GIVEN EXERCISE: Return each line of the items below that contains the word "glass", copied in full.

Pointing items
--- Begin ---
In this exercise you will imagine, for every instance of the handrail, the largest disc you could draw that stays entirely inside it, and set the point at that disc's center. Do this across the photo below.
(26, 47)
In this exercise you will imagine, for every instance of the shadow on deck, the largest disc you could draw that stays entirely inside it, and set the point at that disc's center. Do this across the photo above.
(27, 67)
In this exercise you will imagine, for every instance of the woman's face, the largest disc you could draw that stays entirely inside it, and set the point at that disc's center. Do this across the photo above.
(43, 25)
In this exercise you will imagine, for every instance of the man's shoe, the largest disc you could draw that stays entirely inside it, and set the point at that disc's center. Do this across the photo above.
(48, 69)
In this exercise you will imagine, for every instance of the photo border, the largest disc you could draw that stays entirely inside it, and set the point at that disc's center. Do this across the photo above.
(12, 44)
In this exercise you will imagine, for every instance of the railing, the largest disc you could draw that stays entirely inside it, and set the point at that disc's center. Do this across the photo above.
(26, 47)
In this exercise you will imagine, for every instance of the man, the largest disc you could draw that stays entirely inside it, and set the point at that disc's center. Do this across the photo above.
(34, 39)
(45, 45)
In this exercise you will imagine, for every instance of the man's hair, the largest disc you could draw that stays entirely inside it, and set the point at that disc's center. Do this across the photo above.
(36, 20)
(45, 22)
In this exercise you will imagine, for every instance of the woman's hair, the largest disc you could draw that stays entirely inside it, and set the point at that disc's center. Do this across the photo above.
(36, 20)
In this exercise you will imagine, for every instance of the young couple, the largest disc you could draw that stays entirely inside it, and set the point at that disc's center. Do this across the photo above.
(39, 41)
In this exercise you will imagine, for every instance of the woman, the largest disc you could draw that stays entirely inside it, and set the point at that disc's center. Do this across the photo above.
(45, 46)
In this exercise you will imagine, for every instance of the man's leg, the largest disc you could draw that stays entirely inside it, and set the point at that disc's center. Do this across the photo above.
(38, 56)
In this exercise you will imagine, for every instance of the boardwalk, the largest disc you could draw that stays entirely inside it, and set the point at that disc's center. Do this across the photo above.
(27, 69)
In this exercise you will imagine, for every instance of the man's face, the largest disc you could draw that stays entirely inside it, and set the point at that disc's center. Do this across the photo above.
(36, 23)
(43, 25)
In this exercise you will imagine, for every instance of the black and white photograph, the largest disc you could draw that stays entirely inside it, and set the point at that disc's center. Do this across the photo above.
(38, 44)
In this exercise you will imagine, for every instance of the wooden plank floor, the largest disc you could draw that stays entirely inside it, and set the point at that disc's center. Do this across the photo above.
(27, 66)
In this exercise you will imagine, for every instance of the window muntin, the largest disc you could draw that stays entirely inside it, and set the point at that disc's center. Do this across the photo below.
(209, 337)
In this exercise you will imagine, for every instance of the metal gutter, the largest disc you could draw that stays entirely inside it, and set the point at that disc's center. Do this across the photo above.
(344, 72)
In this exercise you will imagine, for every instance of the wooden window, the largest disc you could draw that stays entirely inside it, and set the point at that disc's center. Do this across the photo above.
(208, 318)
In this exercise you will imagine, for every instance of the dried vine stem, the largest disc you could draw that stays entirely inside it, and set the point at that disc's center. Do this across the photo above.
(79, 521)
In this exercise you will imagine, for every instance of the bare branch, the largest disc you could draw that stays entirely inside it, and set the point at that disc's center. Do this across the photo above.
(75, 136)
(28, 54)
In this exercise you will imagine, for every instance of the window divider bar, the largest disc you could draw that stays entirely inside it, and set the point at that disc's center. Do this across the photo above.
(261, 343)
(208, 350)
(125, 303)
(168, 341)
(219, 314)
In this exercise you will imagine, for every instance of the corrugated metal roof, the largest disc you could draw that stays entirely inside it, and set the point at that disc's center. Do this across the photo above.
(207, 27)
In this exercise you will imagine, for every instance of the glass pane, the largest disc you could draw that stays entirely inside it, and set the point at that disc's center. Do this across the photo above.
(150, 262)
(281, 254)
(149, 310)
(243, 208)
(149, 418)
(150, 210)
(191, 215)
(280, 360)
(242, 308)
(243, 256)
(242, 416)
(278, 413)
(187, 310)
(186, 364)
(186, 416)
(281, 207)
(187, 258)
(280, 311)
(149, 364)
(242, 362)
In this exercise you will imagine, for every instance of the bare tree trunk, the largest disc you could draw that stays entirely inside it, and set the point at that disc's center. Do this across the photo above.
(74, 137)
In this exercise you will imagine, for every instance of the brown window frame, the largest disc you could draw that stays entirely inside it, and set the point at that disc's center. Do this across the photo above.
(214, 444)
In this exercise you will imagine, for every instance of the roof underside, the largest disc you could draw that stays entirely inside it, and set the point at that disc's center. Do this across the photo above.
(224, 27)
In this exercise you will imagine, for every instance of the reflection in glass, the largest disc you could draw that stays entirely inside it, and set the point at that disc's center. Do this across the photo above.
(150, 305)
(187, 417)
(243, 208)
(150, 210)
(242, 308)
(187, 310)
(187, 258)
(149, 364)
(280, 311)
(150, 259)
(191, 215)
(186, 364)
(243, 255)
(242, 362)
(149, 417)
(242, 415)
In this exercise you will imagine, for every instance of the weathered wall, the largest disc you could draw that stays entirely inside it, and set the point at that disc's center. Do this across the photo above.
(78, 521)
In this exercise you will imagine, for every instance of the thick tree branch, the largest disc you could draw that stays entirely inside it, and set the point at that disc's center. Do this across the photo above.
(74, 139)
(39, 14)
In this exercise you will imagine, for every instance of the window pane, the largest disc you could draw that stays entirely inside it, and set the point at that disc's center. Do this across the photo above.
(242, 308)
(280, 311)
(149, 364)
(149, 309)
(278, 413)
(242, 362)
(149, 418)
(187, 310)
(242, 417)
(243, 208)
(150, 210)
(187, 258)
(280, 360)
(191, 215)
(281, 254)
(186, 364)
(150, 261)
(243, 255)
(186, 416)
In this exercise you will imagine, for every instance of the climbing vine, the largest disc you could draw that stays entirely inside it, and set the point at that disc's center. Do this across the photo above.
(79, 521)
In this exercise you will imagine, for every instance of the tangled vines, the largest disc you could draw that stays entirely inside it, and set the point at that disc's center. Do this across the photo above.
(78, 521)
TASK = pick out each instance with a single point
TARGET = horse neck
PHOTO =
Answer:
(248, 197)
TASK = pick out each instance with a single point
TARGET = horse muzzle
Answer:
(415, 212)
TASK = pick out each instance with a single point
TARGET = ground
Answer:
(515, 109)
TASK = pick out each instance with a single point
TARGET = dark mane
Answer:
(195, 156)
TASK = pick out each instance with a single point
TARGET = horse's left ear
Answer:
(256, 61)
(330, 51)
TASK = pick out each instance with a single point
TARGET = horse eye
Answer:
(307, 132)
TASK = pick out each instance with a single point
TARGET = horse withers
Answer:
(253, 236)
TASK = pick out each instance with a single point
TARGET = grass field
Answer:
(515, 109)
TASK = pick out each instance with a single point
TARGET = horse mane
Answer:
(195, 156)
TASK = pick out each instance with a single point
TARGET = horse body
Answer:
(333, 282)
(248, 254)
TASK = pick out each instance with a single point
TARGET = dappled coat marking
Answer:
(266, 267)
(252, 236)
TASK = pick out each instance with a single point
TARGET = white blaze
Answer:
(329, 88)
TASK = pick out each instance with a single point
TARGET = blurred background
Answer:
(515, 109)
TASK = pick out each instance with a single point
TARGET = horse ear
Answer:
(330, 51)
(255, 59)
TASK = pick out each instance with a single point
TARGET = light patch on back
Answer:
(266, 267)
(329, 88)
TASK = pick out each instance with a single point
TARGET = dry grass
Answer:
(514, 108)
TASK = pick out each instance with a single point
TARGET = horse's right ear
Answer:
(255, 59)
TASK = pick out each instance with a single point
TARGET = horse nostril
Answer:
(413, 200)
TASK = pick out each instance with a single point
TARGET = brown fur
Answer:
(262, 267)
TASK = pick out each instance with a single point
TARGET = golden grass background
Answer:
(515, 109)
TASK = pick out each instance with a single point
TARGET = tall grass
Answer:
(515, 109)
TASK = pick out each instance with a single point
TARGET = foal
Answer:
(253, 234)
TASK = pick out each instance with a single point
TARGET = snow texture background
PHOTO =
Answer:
--- End ---
EXERCISE RESPONSE:
In this exercise you will imagine, for every instance of the glass pane, the largest disc you could draw that stays entirely inside it, and set the point at that disc's center. Do this across the photo above.
In this exercise you will imagine, for every instance of the reflection in glass, the largest disc you could draw that stays entirely inside it, and set the point at that disc's center. Do this across the photo above.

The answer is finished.